We did still analyze the texts from the characters in the 'Hogwarts' houses to see if some of our initial thoughts held up. We expected to see different words in focus for the four houses. However, many of the words were the same, like 'Harry' and 'Hogwarts'. There were some differences in the words with lower TF-IDF scores, but generally the house wordclouds did not show significant differences in house themes. The biggest standout was the word 'Newt' in the 'Hufflepuff' wordcloud. As 'Newt Scamander' is the main character of the 'Fantastic beasts' series his importance makes a lot of sense.
Creating individual wordclouds showed interesting results. There were clearer differences in the words, and they matched with our expectations for the characters. The words with highest TF-IDF scores were names, which is understandable as names are pretty unique and often not used in many contexts. Hereafter the wordclouds mostly showed nouns and other factual words. This makes sense for a wikipedia page. However, since the wiki pages are written by fans we could not have simply expected factual, formal language and an analysis like the one we made is usefull to understand the trustworthiness of the pages. They seems to thouroughly describe the events in the lore, without presenting subjective perspectives. However, an add-on for the project could be to make a semantic sentiment analysis, which we would expect would come out neutral.
Diving back into our network analysis, we clearly showed that the Harry Potter network differentiates itself from a random network. Just looking at the in- and out-degrees it is clear that some characters are very central while others are without much importance. This distribution was very different in the random network. The clustering coefficient supported this discovery. With a clustering coefficient of 0.3 for the Harry Potter network and 0.003 for the random network, the Harry Potter universe has many more clusters than possible if the characters were randomly connected. This high difference was likely based on the 200 nodes in small fully connected clusters. A add-on to the investigation could have been to only look at the largest connected component. From our assortativity measures, we did not see exactly what we expected. Nodes with some in-degree did not seem particularly connected to other nodes with the same in- or out-degree, but the assortativity was more significantly different from random for the out-degree of the source nodes. The measures looking at the in-degree of the source node were still about twice as large as the same measures for the random network, however from the numbers alone it is hard to tell if this is significant. This is one of the main limitations of our network analysis. Though, we have compared all results to a random network, a better analysis would look at distributions of random networks. By computing statistics on 100+ random networks, we could have found the 95% confidence intervals for the different metrics and concluded if the Harry Potter network metrics were statistically different from one. This could be an interesting add-on for a future project. Furthermore, we could have made a randomization experiment to investigate if the modularity measure for both the house division and the louvain division are different from a random graph. This could be done with double edge swap and would also be and interesting add-on.
++++
#### Prompt 1:
What clustering coefficient does the passage on the Harry Potter network analysis report for the random network?
++++
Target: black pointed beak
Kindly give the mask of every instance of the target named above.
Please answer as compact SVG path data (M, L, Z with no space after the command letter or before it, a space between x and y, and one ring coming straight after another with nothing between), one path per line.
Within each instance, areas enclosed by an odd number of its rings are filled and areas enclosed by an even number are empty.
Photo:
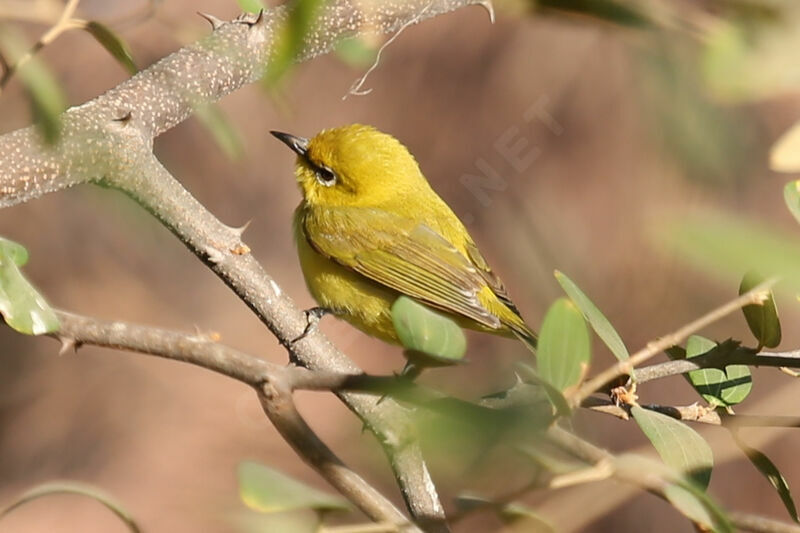
M305 156L308 152L308 139L297 137L289 133L282 133L280 131L271 131L279 141L292 149L297 155Z

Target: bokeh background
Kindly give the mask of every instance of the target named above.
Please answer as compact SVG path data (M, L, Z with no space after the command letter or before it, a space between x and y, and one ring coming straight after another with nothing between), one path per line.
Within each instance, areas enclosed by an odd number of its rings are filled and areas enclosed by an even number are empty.
M138 8L135 2L84 0L80 14L116 24L138 64L147 66L209 31L196 11L221 18L238 13L233 0L164 0L151 16L126 16ZM222 221L252 221L245 242L304 308L313 301L291 238L299 201L293 157L269 136L272 129L311 135L362 122L392 133L468 224L534 328L560 295L552 276L559 269L592 297L630 349L736 294L735 281L699 270L658 237L665 221L725 211L798 235L782 199L787 178L768 170L768 153L800 115L800 101L782 86L745 88L739 91L747 93L744 98L726 93L726 82L742 80L715 70L709 62L716 56L703 49L711 42L708 33L697 32L710 32L713 16L730 13L704 11L703 18L681 12L686 19L670 21L669 33L658 35L597 17L532 13L522 5L498 8L493 25L483 9L473 7L408 29L385 50L366 82L372 89L366 96L343 99L368 65L335 55L299 66L277 92L255 85L237 91L220 106L241 138L239 159L228 157L197 119L158 138L156 152ZM114 22L120 18L125 22ZM764 31L775 34L795 28L785 20L764 24ZM44 31L15 25L32 41ZM80 32L60 37L41 57L70 104L127 77ZM783 68L792 67L787 56ZM767 79L764 74L750 81ZM0 131L30 121L25 95L12 81L0 96ZM515 145L518 159L504 155L504 146ZM480 175L483 181L475 178ZM270 361L286 359L213 274L120 194L82 186L4 209L0 234L28 248L25 272L55 306L214 331L236 348ZM778 301L785 349L800 344L792 327L800 318L798 304L791 296ZM399 349L336 319L324 319L321 327L367 371L389 373L403 364ZM740 314L704 333L750 338ZM524 349L487 335L470 334L469 341L468 365L431 371L424 380L468 397L510 385L513 363L526 357ZM240 384L152 357L91 347L59 356L58 349L51 339L0 328L0 503L38 482L77 479L111 492L147 531L233 532L241 531L234 520L243 510L235 471L243 459L325 488ZM595 342L593 369L612 360ZM739 412L797 413L800 389L791 378L757 369L754 383ZM649 383L639 393L652 403L696 399L680 377ZM327 394L301 394L299 402L311 426L346 462L399 501L380 450L344 407ZM575 425L612 450L653 453L631 423L581 413ZM727 432L699 429L715 450L712 494L731 509L786 518L767 481ZM796 431L743 433L795 485ZM452 446L459 456L458 444ZM509 461L494 457L473 478L472 470L439 450L434 478L446 498L473 481L502 487L513 476ZM526 501L563 531L692 531L665 503L613 482ZM460 531L500 527L487 516L458 525ZM105 532L123 526L91 500L56 496L18 509L0 529Z

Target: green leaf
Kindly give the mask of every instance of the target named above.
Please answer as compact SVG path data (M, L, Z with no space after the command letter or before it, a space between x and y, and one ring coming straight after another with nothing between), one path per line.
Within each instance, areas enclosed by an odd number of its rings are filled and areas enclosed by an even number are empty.
M666 484L661 491L664 497L684 516L700 526L702 531L733 533L728 515L711 499L704 488L698 487L683 473L651 459L633 454L620 455L618 468L640 472L643 479L659 477Z
M653 236L660 250L725 284L738 283L742 272L757 268L800 291L800 240L763 222L722 212L684 214Z
M701 526L706 531L712 531L714 517L696 495L680 485L667 485L664 496L686 518Z
M620 361L628 359L630 355L628 349L625 347L625 343L622 342L619 333L617 333L614 326L611 325L611 322L608 321L605 315L600 312L600 309L598 309L597 306L589 300L586 294L584 294L584 292L564 273L556 270L555 276L561 288L564 289L567 296L578 306L586 321L592 326L597 336L608 346L611 353Z
M111 28L95 21L89 21L83 26L100 45L116 59L129 74L136 74L139 69L133 61L133 56L128 45L122 38L114 33Z
M464 332L453 319L413 298L400 296L395 300L392 323L404 347L440 363L458 362L467 350Z
M517 502L511 502L498 509L500 519L513 526L514 531L526 533L556 533L556 529L534 509Z
M319 533L320 517L314 511L302 510L288 513L264 514L250 509L239 509L226 515L236 533Z
M336 45L336 57L356 68L371 65L377 53L375 46L362 37L344 39Z
M264 9L264 2L261 0L236 0L236 3L245 13L258 13Z
M700 487L708 486L714 457L703 437L679 420L638 405L631 407L631 414L668 466L685 473Z
M89 497L104 506L106 506L112 513L117 515L120 520L127 526L128 531L132 533L139 533L141 530L136 524L130 513L126 511L113 497L108 495L103 490L87 485L85 483L78 483L76 481L53 481L49 483L42 483L30 490L25 491L20 495L11 505L0 510L0 518L7 515L17 507L28 503L37 498L50 496L52 494L77 494L79 496Z
M22 34L9 26L0 27L0 51L9 64L25 56L29 46ZM16 76L31 102L36 128L46 144L54 144L61 135L61 113L67 108L67 99L58 81L47 66L36 56L25 61Z
M697 357L717 348L716 342L692 335L686 342L686 357ZM753 388L753 378L747 365L729 365L724 372L718 368L692 370L686 377L712 407L740 403Z
M778 492L778 496L780 496L783 506L786 507L786 511L789 512L789 516L792 517L792 520L798 522L797 508L792 499L792 491L789 489L789 483L786 482L786 478L783 477L778 467L770 461L769 457L745 444L744 441L739 438L735 430L731 431L731 436L736 442L736 445L739 446L745 455L747 455L747 458L750 459L750 462L753 463L758 471L767 478L770 485Z
M800 180L790 181L783 188L783 199L789 212L792 216L800 222Z
M547 395L548 400L550 400L550 403L556 408L556 412L559 415L569 416L572 413L569 402L561 393L561 390L542 379L536 369L524 363L517 363L514 365L514 368L517 372L517 376L523 382L530 383L536 387L541 387L541 389Z
M648 28L653 21L635 4L618 0L537 0L537 10L595 18L622 27Z
M800 172L800 122L796 122L772 145L769 167L775 172Z
M55 313L19 270L27 260L25 248L0 239L0 315L20 333L52 333L59 328Z
M591 358L589 330L580 310L559 298L547 311L539 333L539 376L558 390L578 384Z
M800 12L789 8L793 4L760 1L761 20L749 13L716 17L708 26L702 63L707 88L717 99L761 101L796 89L800 71L792 64L792 52L800 45ZM767 15L770 9L774 13Z
M244 154L242 138L222 109L216 104L207 104L195 106L194 111L223 153L234 161L241 159Z
M751 270L742 278L739 285L739 294L751 291L767 281L767 278L755 270ZM769 291L767 300L761 305L752 304L742 308L750 331L758 340L759 349L763 346L775 348L781 343L781 322L778 319L778 308L775 306L775 297Z
M347 500L309 487L277 470L243 461L238 468L239 497L244 504L262 513L299 509L348 511Z
M0 237L0 258L7 257L17 266L25 266L28 262L28 250L21 244Z
M267 65L264 82L275 87L286 76L306 46L306 36L316 23L325 0L291 0L288 16L275 32L274 45Z

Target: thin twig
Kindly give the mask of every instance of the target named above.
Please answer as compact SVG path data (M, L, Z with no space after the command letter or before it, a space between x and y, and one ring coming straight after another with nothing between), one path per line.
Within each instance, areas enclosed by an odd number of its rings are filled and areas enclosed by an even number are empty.
M620 407L614 402L597 397L586 398L581 407L615 416L622 420L628 420L630 413L624 407ZM641 407L656 411L667 416L671 416L676 420L683 420L684 422L697 422L700 424L709 424L712 426L725 426L727 428L742 428L742 427L780 427L780 428L800 428L800 416L775 416L775 415L743 415L743 414L728 414L724 411L719 411L709 406L692 404L692 405L654 405L654 404L641 404Z
M609 383L610 381L622 376L624 374L631 374L633 369L636 368L638 365L642 364L643 362L647 361L654 355L664 351L665 349L669 348L670 346L675 346L679 344L681 341L686 339L689 335L700 331L704 327L713 324L717 320L733 313L734 311L741 309L747 305L760 305L767 298L767 289L775 284L777 280L770 279L761 283L757 287L754 287L752 290L747 291L746 293L742 294L738 298L727 302L716 309L706 313L705 315L701 316L697 320L693 320L692 322L686 324L682 328L676 330L669 335L665 335L660 339L649 343L643 349L639 350L635 354L633 354L629 359L624 361L619 361L617 364L607 368L606 370L600 372L595 377L584 383L581 387L576 389L576 391L568 398L568 400L572 403L572 405L580 405L583 400L585 400L590 394L594 393L595 391L602 388L605 384Z
M772 518L747 513L730 513L731 522L737 531L753 531L755 533L800 533L800 526L787 524Z
M641 384L703 368L724 369L728 365L800 368L800 350L753 353L753 350L747 348L737 348L732 352L711 351L697 357L637 368L633 376L636 382Z
M203 335L98 320L64 311L56 314L61 326L53 337L62 342L183 361L254 387L264 412L278 432L336 490L377 522L391 522L403 531L418 531L389 500L342 463L300 416L292 398L291 381L308 370L282 367Z
M64 11L61 12L61 16L58 18L56 23L49 30L47 30L44 35L39 37L39 40L34 43L30 50L17 58L13 65L10 65L4 70L3 75L0 76L0 93L8 84L8 81L11 79L14 73L24 66L25 63L30 61L37 52L55 41L58 36L65 31L74 28L80 28L85 25L84 21L78 21L72 18L72 15L75 14L75 10L78 9L79 3L80 0L69 0L64 6Z

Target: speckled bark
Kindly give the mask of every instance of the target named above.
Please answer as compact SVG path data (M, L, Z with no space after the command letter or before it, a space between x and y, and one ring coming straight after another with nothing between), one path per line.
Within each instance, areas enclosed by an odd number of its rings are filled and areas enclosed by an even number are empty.
M329 52L342 38L387 33L476 0L339 0L324 9L298 60ZM62 141L41 144L32 127L0 136L0 208L78 183L106 182L134 197L201 258L261 318L284 345L305 328L305 315L247 253L238 231L217 220L158 162L153 138L185 120L199 104L219 100L263 73L284 8L214 23L201 41L64 116ZM319 332L292 346L312 369L357 372ZM426 531L448 531L444 510L405 410L391 400L340 393L389 456L414 520ZM302 455L302 453L301 453Z

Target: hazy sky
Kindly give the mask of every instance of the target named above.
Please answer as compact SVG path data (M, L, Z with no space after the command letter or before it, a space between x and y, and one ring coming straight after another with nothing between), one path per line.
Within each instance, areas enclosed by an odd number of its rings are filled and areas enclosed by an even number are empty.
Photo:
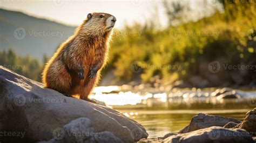
M157 17L160 24L166 25L166 18L162 7L163 1L178 0L0 0L0 8L23 12L30 15L45 18L68 25L77 25L92 12L104 12L116 16L116 26L122 28L125 23L132 24L134 21L144 23L152 17L158 9ZM188 0L185 0L188 1ZM190 0L191 8L200 9L198 1ZM217 0L206 0L214 4Z

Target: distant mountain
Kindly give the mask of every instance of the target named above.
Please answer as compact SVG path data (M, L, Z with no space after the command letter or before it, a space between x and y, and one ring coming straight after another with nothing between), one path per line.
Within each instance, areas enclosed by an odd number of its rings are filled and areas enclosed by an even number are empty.
M0 9L0 51L11 49L18 55L30 55L42 62L71 36L75 27Z

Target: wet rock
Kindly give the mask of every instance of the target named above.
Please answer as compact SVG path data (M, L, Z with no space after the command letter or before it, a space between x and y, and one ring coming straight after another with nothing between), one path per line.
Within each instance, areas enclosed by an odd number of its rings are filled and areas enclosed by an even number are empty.
M256 135L256 108L246 113L245 119L235 127L243 128Z
M104 138L93 135L81 138L64 136L65 140L70 138L78 142L84 139L106 142L109 138L111 141L119 139L124 142L131 142L148 135L141 125L117 111L64 96L2 66L0 87L0 131L21 131L25 133L24 138L31 142L55 141L53 136L56 130L60 133L59 135L62 135L63 131L104 135ZM61 129L63 127L64 130Z
M233 121L231 121L231 122L228 122L227 124L226 124L224 126L224 127L225 127L225 128L233 128L233 127L235 127L237 125L238 125L238 124L235 123L235 122L233 122Z
M230 121L238 124L241 122L240 121L232 118L199 113L194 116L190 124L180 130L179 133L186 133L213 126L223 127Z
M200 76L194 76L190 78L190 81L193 87L203 88L207 87L208 82L207 80L203 79Z
M184 134L177 134L164 139L172 143L254 143L251 135L245 130L229 129L213 126Z

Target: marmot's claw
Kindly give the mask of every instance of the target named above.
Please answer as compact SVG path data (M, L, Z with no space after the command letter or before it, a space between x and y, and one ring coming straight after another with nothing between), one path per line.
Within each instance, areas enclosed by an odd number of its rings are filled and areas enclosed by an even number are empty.
M90 71L90 73L89 76L89 78L90 79L92 79L95 77L95 75L96 75L96 71L93 70L91 70Z
M63 94L64 96L66 96L66 97L71 97L70 95L67 94L66 93L64 92L64 93L62 93L62 94Z
M80 79L84 79L84 74L83 72L78 72L78 77Z

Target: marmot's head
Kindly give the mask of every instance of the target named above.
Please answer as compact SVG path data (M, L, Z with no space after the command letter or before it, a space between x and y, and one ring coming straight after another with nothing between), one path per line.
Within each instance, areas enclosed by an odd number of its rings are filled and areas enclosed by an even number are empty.
M89 13L80 28L86 35L103 35L111 31L116 21L114 16L109 13Z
++++
#### Prompt 2:
Edit the records from their first line through the line containing "M305 156L308 152L308" by replacing "beak" with "bill" and keeping everything else as it is. Give only those lines, without the pictures.

#### Exercise result 1:
0.003

#### Exercise result 2:
Target: black pointed bill
Kindly give the mask of every instance of the target named above.
Please answer as compact SVG path data (M, L, Z with no space after the command letter or before it, a space between x and y, and one ring coming straight after another with nothing between), one path per line.
Within each instance, areas enclosed by an odd number of its rings are filled and areas enclosed by an even number are empty.
Photo:
M305 156L308 152L308 139L297 137L289 133L282 133L280 131L271 131L279 141L292 149L297 155Z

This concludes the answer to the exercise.